• Task details
Copy all lines in the data that contain the string "outline".

• Dataset content
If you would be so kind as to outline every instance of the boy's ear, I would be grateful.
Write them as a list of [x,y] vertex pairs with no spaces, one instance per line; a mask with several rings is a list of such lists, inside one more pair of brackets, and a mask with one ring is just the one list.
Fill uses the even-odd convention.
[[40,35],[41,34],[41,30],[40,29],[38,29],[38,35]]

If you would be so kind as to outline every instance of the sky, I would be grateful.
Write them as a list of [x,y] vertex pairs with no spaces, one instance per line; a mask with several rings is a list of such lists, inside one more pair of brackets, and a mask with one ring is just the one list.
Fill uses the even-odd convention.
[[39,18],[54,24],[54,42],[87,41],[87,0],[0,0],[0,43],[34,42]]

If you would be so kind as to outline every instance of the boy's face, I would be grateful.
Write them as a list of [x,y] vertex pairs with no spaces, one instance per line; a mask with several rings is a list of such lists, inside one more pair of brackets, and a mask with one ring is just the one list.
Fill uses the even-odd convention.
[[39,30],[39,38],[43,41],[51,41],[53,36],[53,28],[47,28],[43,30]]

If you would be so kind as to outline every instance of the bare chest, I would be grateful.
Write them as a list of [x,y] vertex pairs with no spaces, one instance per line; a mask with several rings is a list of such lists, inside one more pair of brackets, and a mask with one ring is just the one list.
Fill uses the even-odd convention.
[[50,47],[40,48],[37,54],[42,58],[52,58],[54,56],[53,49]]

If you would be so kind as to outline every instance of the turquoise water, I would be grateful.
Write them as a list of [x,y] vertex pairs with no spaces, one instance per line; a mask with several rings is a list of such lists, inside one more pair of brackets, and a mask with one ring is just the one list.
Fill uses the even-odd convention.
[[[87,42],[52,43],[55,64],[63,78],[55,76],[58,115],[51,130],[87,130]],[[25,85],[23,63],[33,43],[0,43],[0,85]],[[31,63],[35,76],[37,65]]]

• Solution for this exercise
If you would be so kind as to outline every instance of the boy's ear, I would be grateful.
If you would be so kind as to outline every instance of the sky, I would be grateful.
If you would be so kind as to outline every instance of the boy's face, I would be grateful.
If you would be so kind as to outline every instance of the bare chest, I would be grateful.
If you would be so kind as to outline every instance of the turquoise water, I would be grateful.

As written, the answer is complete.